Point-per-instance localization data
=======
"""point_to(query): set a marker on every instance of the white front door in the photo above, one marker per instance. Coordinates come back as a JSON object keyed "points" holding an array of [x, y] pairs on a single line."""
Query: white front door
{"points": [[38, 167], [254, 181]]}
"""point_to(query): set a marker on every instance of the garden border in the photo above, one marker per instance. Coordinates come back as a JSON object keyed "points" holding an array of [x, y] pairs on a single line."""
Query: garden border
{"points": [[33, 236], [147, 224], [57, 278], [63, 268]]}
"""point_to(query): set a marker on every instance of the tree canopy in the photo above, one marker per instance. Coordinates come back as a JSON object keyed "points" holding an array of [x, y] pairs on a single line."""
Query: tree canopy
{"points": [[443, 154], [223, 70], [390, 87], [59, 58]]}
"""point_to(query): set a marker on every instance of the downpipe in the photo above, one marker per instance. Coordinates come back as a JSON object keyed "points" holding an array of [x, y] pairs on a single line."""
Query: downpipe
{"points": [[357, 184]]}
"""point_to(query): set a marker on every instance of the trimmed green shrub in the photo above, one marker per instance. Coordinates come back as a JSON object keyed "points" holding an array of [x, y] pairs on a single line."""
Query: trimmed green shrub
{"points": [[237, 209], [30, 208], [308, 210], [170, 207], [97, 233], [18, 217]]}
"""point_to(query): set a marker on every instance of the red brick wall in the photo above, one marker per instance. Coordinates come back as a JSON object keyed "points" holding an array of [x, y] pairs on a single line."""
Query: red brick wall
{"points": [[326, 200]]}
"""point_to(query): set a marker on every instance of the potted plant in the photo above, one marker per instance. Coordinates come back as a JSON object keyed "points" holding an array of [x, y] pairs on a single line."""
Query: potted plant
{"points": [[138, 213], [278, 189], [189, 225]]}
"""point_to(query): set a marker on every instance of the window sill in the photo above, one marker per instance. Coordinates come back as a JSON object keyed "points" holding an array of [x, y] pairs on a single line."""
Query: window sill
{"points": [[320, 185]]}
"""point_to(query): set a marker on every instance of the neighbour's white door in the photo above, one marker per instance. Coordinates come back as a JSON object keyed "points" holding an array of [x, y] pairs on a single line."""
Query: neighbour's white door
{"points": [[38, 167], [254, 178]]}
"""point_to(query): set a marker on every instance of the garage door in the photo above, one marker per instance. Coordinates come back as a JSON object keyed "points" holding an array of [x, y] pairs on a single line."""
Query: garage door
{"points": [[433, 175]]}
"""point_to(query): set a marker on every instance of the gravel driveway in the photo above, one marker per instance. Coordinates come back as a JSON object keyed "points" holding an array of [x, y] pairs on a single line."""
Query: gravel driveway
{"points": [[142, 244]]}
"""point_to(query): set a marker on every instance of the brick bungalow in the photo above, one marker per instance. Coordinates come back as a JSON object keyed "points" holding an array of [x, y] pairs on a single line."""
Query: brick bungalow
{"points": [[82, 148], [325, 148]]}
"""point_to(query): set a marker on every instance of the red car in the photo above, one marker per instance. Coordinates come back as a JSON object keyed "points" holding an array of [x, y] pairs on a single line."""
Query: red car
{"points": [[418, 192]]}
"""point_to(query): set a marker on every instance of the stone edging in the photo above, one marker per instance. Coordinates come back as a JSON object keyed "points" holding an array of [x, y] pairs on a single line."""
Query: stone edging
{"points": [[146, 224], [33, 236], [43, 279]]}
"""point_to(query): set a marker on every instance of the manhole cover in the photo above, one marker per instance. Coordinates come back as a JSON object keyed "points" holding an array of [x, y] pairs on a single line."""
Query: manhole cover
=======
> _Task prompt_: Repeat all of the entries above exactly.

> _Expected output_:
"""point_to(query): set a marker on every instance of the white front door in the photo above, one marker per instance. Coordinates come back as a JSON object keyed "points" holding an array of [x, y] pairs on a single line."""
Query: white front door
{"points": [[38, 167], [254, 181]]}
"""point_to(query): set a marker on every instance of the garden border in the photo above, one marker per instance. Coordinates come back as a JSON object keyed "points" holding an array of [x, y] pairs on a single line."""
Query: garden border
{"points": [[33, 236], [147, 224], [57, 278], [63, 268]]}
"""point_to(query): set a marker on every instance of the tree canopy in the photo above, one marker per instance. Coordinates come back as a JSON object keyed "points" holding an array of [x, y] pairs on a single line."""
Query: tree canopy
{"points": [[443, 154], [223, 70], [390, 87], [59, 58]]}
"""point_to(query): set a marker on every instance of the downpipe in the photo above, one marker per instance. Coordinates come back as a JSON object keyed "points" holding an array of [x, y] pairs on a single line."""
Query: downpipe
{"points": [[357, 184]]}
"""point_to(query): set a marker on every instance of the trimmed green shrub in the photo above, one marker per instance. Coordinates come back as a JSON object keyed "points" holding an array of [x, y] pairs on a single line."""
Query: trimmed green shrub
{"points": [[237, 209], [30, 208], [308, 210], [170, 207], [97, 233], [18, 217]]}
"""point_to(query): set a marker on every instance of the red brick wall in the photo above, one marker per instance. Coordinates come back as a JSON object keyed "points" holding an array of [x, y] pairs on a single line."""
Query: red brick wall
{"points": [[326, 200]]}
"""point_to(query): set a marker on every instance of the potted plant in the photo above, one marker per instance. Coordinates come back as a JSON object keyed "points" holding an array of [x, y] pairs on a single line."""
Query: potted plant
{"points": [[138, 213], [278, 189], [189, 225]]}
"""point_to(query): set a marker on every instance of the window sill in the photo above, one marker per instance. Coordinates come back as a JSON object keyed "points" holding an array of [x, y] pairs on a single line."""
Query: window sill
{"points": [[320, 185]]}
"""point_to(query): set a marker on every instance of the neighbour's white door in the photo above, one marker per instance. Coordinates come back as a JSON object keyed "points" holding an array of [x, y] pairs on a single line."""
Query: neighbour's white door
{"points": [[38, 167], [254, 178]]}
"""point_to(query): set a marker on every instance of the garage door in the photo above, one marker per instance. Coordinates come back as a JSON object keyed "points" holding an array of [x, y] pairs on a single line."""
Query: garage door
{"points": [[433, 175]]}
"""point_to(query): set a marker on every instance of the gravel driveway in the photo above, one marker per instance. Coordinates come back as a JSON object keyed "points" holding an array of [x, y] pairs on a single line."""
Query: gravel driveway
{"points": [[142, 244]]}
"""point_to(query): set a marker on every instance of the brick bungalow in the photo above, one marker per instance. Coordinates come back as a JSON object keyed "points" holding an array of [x, y] pairs on a single line."""
Query: brick bungalow
{"points": [[82, 148], [325, 148]]}
"""point_to(query): set a marker on every instance of the red car in the photo above, one marker per instance. Coordinates come back as a JSON object keyed "points" holding an array of [x, y] pairs on a single line."""
Query: red car
{"points": [[418, 192]]}
"""point_to(query): set a marker on every instance of the stone edging in the photo above, one marker per instance. Coordinates come back as a JSON object keyed "points" holding an array of [x, y] pairs on a single line."""
Query: stone edging
{"points": [[146, 224], [33, 236], [43, 279]]}
"""point_to(query): set a marker on every instance of the manhole cover in the photo above, one marker per instance. Coordinates come back as a JSON object keyed "points" holding an array of [x, y] pairs on a single line."""
Query: manhole cover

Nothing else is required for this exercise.